Pour remédier à la situation, il aurait pu utiliser un pesticide contre les charançons. Or, le seul disponible est un néonicotinoïde, dont les effets néfastes sur les abeilles sont largement documentés.
Il opte plutôt pour une solution naturelle : les nématodes, qui sont de petits vers. À quelques kilomètres de son champ, l’entreprise AEF Global de Lévis commercialise depuis peu de temps une poudre qui contient justement des millions de nématodes.
En guerre contre les larves
À l’œil nu, on le voit à peine. C’est moins d’un millimètre de dimension
, illustre l’agronome Claude Dubois, qui travaille chez AEF Global.
Les nématodes sont un véritable cauchemar pour les charançons. Pour tuer leurs larves, les nématodes les colonisent. Ils s’infiltrent littéralement dans leurs corps, puis y relâchent une bactérie qui entraîne la mort des larves, explique M. Dubois.

Vos tâches:
[1] Relevez tous les noms propres (personnes, entreprises, lieux) qui figurent dans le texte sur les nématodes.
[2] Reproduisez tel quel le passage du texte sur les nématodes qui s'ouvre sur les mots « Pour remédier à » et se referme sur « explique M. Dubois. ».

[Extraits du jeu de données]
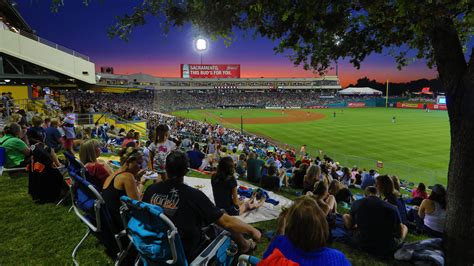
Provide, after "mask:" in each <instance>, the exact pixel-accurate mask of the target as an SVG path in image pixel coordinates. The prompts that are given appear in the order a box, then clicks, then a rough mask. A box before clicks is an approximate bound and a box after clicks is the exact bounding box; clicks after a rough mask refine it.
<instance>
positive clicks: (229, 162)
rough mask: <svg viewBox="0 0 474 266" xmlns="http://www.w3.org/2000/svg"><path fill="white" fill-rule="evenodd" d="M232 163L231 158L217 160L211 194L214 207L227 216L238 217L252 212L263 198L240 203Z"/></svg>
mask: <svg viewBox="0 0 474 266" xmlns="http://www.w3.org/2000/svg"><path fill="white" fill-rule="evenodd" d="M234 174H235V170H234V162H233V161H232V158H231V157H223V158H221V159H220V160H219V165H218V166H217V172H216V173H215V174H214V175H212V179H211V184H212V193H213V195H214V202H215V203H216V207H218V208H220V209H221V210H224V211H225V212H226V213H227V214H229V215H232V216H238V215H241V214H243V213H245V212H246V211H249V210H254V209H256V208H258V207H260V206H262V205H263V203H265V198H261V199H260V200H257V199H256V198H251V199H247V200H243V201H241V200H240V199H239V195H238V194H237V188H238V185H237V180H235V177H234Z"/></svg>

Corrigé de l'exercice:
[1] AEF Global, Lévis, Claude Dubois

[2]
Pour remédier à la situation, il aurait pu utiliser un pesticide contre les charançons. Or, le seul disponible est un néonicotinoïde, dont les effets néfastes sur les abeilles sont largement documentés.
Il opte plutôt pour une solution naturelle : les nématodes, qui sont de petits vers. À quelques kilomètres de son champ, l’entreprise AEF Global de Lévis commercialise depuis peu de temps une poudre qui contient justement des millions de nématodes.
En guerre contre les larves
À l’œil nu, on le voit à peine. C’est moins d’un millimètre de dimension
, illustre l’agronome Claude Dubois, qui travaille chez AEF Global.
Les nématodes sont un véritable cauchemar pour les charançons. Pour tuer leurs larves, les nématodes les colonisent. Ils s’infiltrent littéralement dans leurs corps, puis y relâchent une bactérie qui entraîne la mort des larves, explique M. Dubois.